— Begin Records shown —
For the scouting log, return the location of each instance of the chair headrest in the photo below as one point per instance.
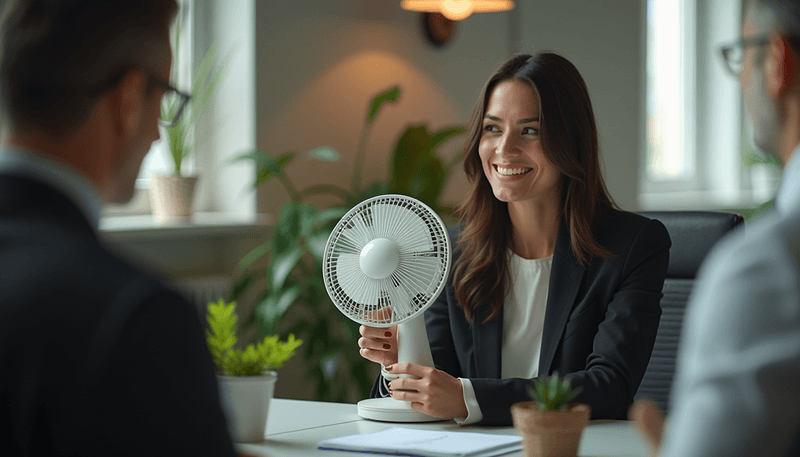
(693, 234)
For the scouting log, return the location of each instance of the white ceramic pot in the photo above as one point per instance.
(245, 400)
(172, 197)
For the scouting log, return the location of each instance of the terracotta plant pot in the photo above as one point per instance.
(171, 197)
(550, 433)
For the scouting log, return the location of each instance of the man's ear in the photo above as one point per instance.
(780, 66)
(128, 102)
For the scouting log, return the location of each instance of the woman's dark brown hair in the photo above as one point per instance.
(568, 134)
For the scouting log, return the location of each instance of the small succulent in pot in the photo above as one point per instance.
(551, 425)
(553, 393)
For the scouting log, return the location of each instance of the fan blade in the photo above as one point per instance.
(347, 273)
(417, 274)
(358, 230)
(401, 225)
(399, 300)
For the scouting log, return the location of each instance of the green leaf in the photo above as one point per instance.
(267, 166)
(240, 286)
(329, 215)
(271, 308)
(326, 153)
(371, 191)
(316, 244)
(295, 220)
(439, 137)
(389, 95)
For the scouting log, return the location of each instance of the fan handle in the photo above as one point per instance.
(412, 342)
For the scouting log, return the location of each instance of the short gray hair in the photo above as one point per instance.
(777, 15)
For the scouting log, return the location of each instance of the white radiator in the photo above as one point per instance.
(204, 289)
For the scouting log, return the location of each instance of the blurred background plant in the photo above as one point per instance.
(765, 172)
(182, 139)
(294, 297)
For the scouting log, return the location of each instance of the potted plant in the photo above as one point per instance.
(246, 377)
(550, 426)
(172, 194)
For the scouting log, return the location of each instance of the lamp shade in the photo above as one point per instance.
(457, 10)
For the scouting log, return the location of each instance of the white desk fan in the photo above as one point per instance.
(390, 250)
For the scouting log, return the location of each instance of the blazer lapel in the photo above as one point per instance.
(488, 340)
(565, 279)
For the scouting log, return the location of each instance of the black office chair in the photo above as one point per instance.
(693, 234)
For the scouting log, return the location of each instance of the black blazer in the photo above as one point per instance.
(96, 357)
(600, 323)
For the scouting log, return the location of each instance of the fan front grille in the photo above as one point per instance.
(424, 260)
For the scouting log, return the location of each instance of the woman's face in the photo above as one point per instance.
(512, 156)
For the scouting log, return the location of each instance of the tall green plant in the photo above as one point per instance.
(181, 139)
(295, 294)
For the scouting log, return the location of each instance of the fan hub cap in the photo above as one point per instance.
(379, 258)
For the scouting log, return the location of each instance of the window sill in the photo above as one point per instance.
(118, 228)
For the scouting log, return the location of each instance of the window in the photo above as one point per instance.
(224, 188)
(694, 151)
(670, 133)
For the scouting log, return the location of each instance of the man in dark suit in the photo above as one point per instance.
(96, 357)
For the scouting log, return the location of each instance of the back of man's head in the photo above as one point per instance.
(58, 56)
(777, 16)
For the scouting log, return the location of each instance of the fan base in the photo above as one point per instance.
(390, 410)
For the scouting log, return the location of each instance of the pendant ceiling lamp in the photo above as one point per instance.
(457, 10)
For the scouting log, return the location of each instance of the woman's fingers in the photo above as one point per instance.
(431, 391)
(378, 345)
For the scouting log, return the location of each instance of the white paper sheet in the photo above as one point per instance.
(424, 443)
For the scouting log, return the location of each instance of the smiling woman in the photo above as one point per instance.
(549, 276)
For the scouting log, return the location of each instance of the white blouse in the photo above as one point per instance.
(523, 316)
(523, 324)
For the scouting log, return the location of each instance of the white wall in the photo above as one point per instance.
(319, 63)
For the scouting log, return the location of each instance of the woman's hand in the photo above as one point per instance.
(434, 392)
(379, 345)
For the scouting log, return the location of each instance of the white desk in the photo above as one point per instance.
(294, 427)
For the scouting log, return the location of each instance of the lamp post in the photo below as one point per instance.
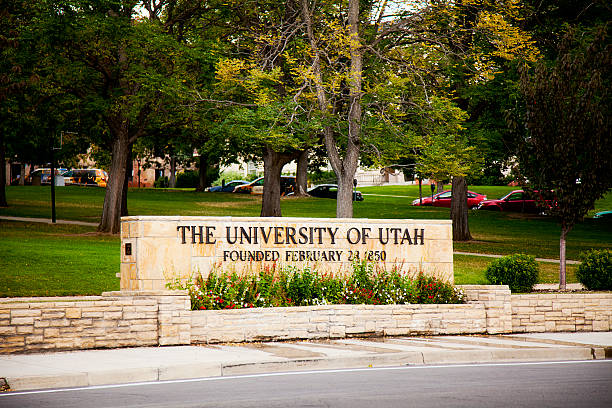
— End Records shown —
(Do this): Copy the records above word for word, starting at the line with "white desk in" and continuing through the end of the records. Do not include the pictures in your answer.

(Exercise answer):
For the scouting log, return the location of each instance of the white desk in the photo above as one point per instance.
(294, 427)
For the scouting log, return the location of each instance of the lamp post in the photo below as one point per instance.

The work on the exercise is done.